### Dokumenttext:
Rems-Murr: Simone Käser (sk)

Weinstadt - Manche Menschen haben einen leeren Wasserkasten im Kofferraum, oder ein paar Einkaufstüten. Vielleicht auch Schuhe zum Wechseln, wenn das Wetter umschlägt. Simon Weber fährt einen Grabstein spazieren. Den hat er immer dabei. Nicht irgendeinen, sondern einen selbstgestalteten zu Vorführzwecken. Mit seinem Bruder Stephan ist der 37-Jährige vor drei Monaten – mitten in der Pandemie – mit dem Start-up „Anders andenken“ online gegangen.

 

Gemeinsam entwerfen die beiden statt traditionellen Grabmälern aus Granit individuell gestaltete aus Metall, Glas oder auch recycelten Kunststoffen. „Wir möchten, dass die Grabkultur unserer modernen und bunten Gesellschaftskultur gerecht wird. Deshalb wollen wir Andenken besonders unter dem Aspekt der nachhaltigen und regionalen Produktion neu gestalten“, sagt Simon Weber. Der Umgang mit dem Tod habe sich verändert und die Bestattungsarten seien vielfältiger geworden. Hier wollen Simon und Stephan Weber mit ihren Modellen ansetzen.

### Aufgabe 1:
Übersetz diesen Satz aus dem Text über die Grabsteine ins Englische: „Gemeinsam entwerfen die beiden statt traditionellen Grabmälern aus Granit individuell gestaltete aus Metall, Glas oder auch recycelten Kunststoffen.“
### Aufgabe 2:
Schreib den Text über die Grabsteine nach seinem letzten Satz weiter.
Die Einträge stammen aus einer anderen Quelle.

### Datensatz:

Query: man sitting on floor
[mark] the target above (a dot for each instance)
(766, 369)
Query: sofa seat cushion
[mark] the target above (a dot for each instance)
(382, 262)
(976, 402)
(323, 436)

### Antwort 1:
Instead of traditional granite gravestones, the two together design individually crafted ones made of metal, glass, or even recycled plastics.

### Antwort 2:
Opas Tod war der Gründungsanlass

Der Grund für die Beschäftigung mit dem Thema war ein schmerzlicher. Der Opa der Brüder starb vor sechs Jahren. Weil sie ihre Kindheit quasi in seiner kleinen Werkstatt in Weinstadt-Strümpfelbach verbrachten und dem Opa eng verbunden sind, war ihnen schnell klar, dass zu dem leidenschaftlichen Metallbauunternehmer kein Stein aus Granit passen würde. „Er hat sich 60 Jahre mit Metall beschäftigt, da wäre was anderes nicht gegangen. Wir fragten bei der Friedhofsverwaltung nach, und die waren sehr offen für neue Ideen“, sagt Simon Weber. Also wurde als Familienprojekt eine Erinnerungstafel aus Stahl und Bronze gefertigt und damit auch Trauerarbeit geleistet.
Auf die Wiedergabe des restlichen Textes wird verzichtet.